**Problem to work on**: Return each entry word for word. Leave the images out.
*** Opening Supplied data ***
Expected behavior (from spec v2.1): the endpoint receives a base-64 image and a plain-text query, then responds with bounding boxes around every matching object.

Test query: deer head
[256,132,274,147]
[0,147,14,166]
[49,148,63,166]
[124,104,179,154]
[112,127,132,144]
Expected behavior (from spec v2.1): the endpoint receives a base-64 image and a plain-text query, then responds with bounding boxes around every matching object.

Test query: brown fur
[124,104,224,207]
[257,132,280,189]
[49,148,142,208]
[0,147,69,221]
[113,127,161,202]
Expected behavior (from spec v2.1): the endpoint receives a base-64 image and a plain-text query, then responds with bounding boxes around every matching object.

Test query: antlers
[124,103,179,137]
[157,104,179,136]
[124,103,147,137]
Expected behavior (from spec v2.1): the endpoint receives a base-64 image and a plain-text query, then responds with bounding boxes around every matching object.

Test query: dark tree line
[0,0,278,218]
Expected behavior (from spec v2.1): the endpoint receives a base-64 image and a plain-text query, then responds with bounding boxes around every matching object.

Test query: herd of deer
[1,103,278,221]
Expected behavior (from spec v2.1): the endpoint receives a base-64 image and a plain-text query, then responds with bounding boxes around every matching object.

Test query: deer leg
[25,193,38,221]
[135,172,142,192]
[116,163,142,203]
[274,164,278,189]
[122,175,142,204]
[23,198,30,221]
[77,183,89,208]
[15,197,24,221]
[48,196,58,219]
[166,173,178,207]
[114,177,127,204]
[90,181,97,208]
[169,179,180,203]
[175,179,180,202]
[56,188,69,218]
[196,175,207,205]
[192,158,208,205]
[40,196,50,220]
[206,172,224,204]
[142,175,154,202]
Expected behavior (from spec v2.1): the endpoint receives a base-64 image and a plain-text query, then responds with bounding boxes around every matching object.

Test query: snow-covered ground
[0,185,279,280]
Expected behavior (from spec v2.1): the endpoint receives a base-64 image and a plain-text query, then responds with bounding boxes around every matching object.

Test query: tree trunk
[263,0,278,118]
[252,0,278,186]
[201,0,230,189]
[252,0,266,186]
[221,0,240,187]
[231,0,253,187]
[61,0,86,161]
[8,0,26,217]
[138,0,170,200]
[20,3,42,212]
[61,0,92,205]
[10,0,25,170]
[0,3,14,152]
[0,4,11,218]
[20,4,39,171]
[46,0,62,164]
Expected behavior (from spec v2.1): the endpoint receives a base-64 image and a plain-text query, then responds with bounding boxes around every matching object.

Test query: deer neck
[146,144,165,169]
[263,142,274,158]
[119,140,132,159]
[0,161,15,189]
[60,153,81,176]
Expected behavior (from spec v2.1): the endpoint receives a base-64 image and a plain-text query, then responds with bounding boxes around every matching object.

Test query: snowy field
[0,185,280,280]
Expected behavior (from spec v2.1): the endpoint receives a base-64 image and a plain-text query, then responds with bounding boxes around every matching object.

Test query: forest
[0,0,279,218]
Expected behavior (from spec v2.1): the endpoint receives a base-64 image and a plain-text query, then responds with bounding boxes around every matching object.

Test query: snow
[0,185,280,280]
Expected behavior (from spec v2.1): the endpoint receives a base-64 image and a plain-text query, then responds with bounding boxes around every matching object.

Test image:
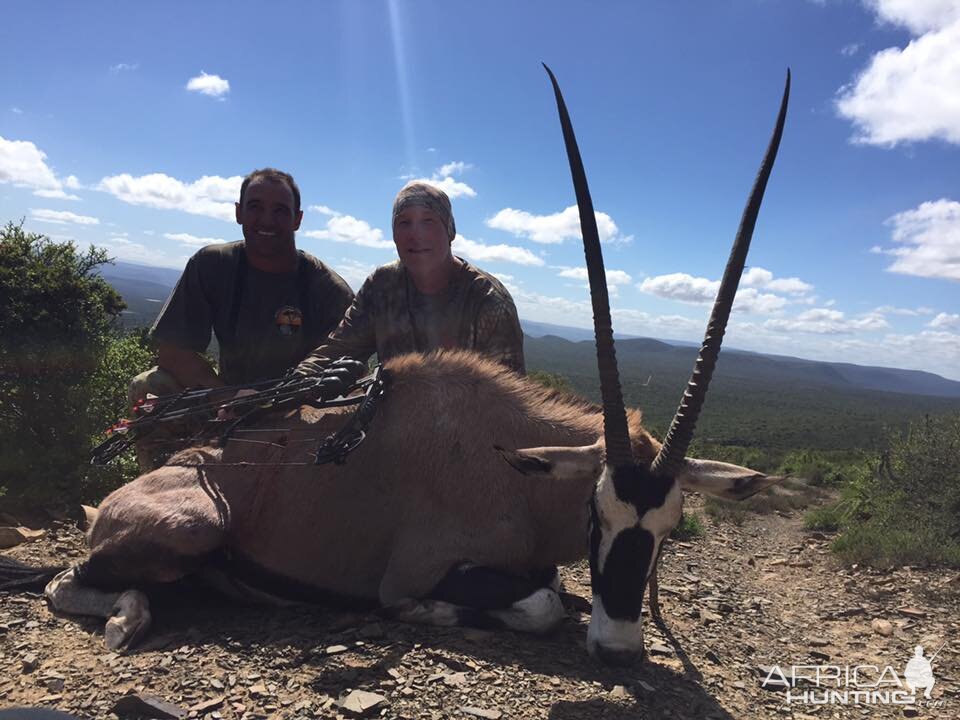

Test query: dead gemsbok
[1,66,789,663]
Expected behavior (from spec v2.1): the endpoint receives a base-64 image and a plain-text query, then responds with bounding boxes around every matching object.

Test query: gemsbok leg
[46,465,229,650]
[386,563,566,633]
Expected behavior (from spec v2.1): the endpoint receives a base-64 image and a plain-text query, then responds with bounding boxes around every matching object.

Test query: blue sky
[2,1,959,379]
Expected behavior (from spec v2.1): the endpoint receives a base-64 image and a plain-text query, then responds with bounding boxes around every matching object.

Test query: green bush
[803,503,842,532]
[0,223,152,509]
[83,330,156,501]
[671,511,705,539]
[778,448,853,487]
[688,443,779,474]
[807,413,960,567]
*** Closing Supplied data ***
**Final answer**:
Expected behavior (from spec v2.1): the endpoint receives a base-64 image and a plain-text query, then responds with bounding boxes around every matching object.

Test query: deer head
[256,132,274,147]
[0,147,14,166]
[49,148,63,166]
[124,104,179,154]
[112,127,132,144]
Expected behavior (from spec v2.1): the endpoint receives a base-64 image and a plain-text query, then responds with bounding boxes around every matching object.

Test query: brown fur
[124,104,224,207]
[257,132,280,189]
[49,148,142,208]
[0,147,69,221]
[113,127,161,202]
Expected behavior (from spec v2.1): the endpoint receives a base-64 image and a plain-text query, then responds with bounding boxes around every matching object.

Test query: antlers
[124,103,179,137]
[157,104,179,136]
[124,103,147,137]
Expected behavior (from spec v2.1): the endpoint receives a base-64 image and a plain-text query, then responds with bounding boxes around every matching object.

Test query: dark tree line
[0,0,278,218]
Expected behavior (from spec v2.1): the endpoint receives a base-64 image and a plain-text query, then responds with bounding boxes around every matching object.

Test query: herd of deer
[1,103,278,221]
Expected behavior (from spec v2.1): the endpoint receives a base-64 image and a plain-text query, then responds with bounding boxes around every matching object.

Test query: deer leg
[25,193,38,221]
[135,172,142,192]
[116,163,142,203]
[274,164,278,189]
[122,175,142,204]
[23,198,30,221]
[77,183,89,208]
[15,197,24,221]
[48,196,58,219]
[166,173,178,207]
[114,177,127,204]
[90,181,97,208]
[169,179,180,203]
[175,179,180,202]
[56,188,69,218]
[196,175,207,205]
[192,158,208,205]
[40,196,50,220]
[206,172,224,204]
[142,175,154,202]
Expected behavior (from spec v2.1): the endpoint receives a base-64 image and a plain-text query, then responds with bounding boxes around every matching object.

Test query: snow-covered ground
[0,185,279,280]
Expected behavior (from spec v2.1): the endpoint receives a base-64 image and a plain-text query, then responds with bounding boxes around every matching object.

Test query: tree trunk
[263,0,278,118]
[252,0,278,186]
[201,0,230,189]
[252,0,266,186]
[221,0,240,187]
[231,0,253,187]
[61,0,86,161]
[8,0,26,217]
[138,0,170,200]
[20,3,42,212]
[61,0,92,205]
[10,0,25,170]
[0,3,14,152]
[0,4,11,218]
[20,4,39,171]
[46,0,62,164]
Expected behavior (from spec v2.1): the endpoint receives a base-64 image and a plain-text query, then responds with bounding boxes around every matching object.

Test query: deer neck
[146,144,165,169]
[263,142,274,158]
[119,140,132,159]
[0,161,15,189]
[60,153,81,176]
Expected behavior (from spec v2.1): the endpoint receives a base-64 image and a plain-text query, then responds with bounding boxes around every matching object.

Test query: snowy field
[0,185,280,280]
Expected behavior (from spec v2.1): the endpoint receives a base-64 image and a plain-text query, then responds with bounding boxes around every matching object.

Test query: forest
[0,0,279,218]
Expected behavior (from spec v2.1): the endpoint receives a base-64 image and a plain-text query, then responds with bounding boxes around every matching object.

Test query: snow
[0,185,280,280]
Expected behavior (from spec v2.1): the endpoint receives a base-64 image and a plain-text query, then responds with bounding boxes around every matching object.

Test image:

Test query: dead gemsbok
[1,66,789,663]
Expected behavior (from spec v2.1): the endpoint receives a base-64 image and a plain-text query, then responds with bounding boxes around every matching object.

Test query: gemsbok leg
[46,465,229,650]
[386,563,566,633]
Expected behavior (from spec v2.1): the endpoint receives a base-64 image and a plain-text query, then responds with bounding boxes around every matching object.

Test query: blue sky
[2,1,959,379]
Expected behavior (from spec v2.1): the endpoint receives a base-64 image and a plain-text query, then responds with bounding boxes around every matching object.

Test query: green bush
[803,503,842,532]
[0,223,152,509]
[83,330,156,501]
[671,511,705,539]
[778,448,853,487]
[688,443,779,474]
[807,413,960,567]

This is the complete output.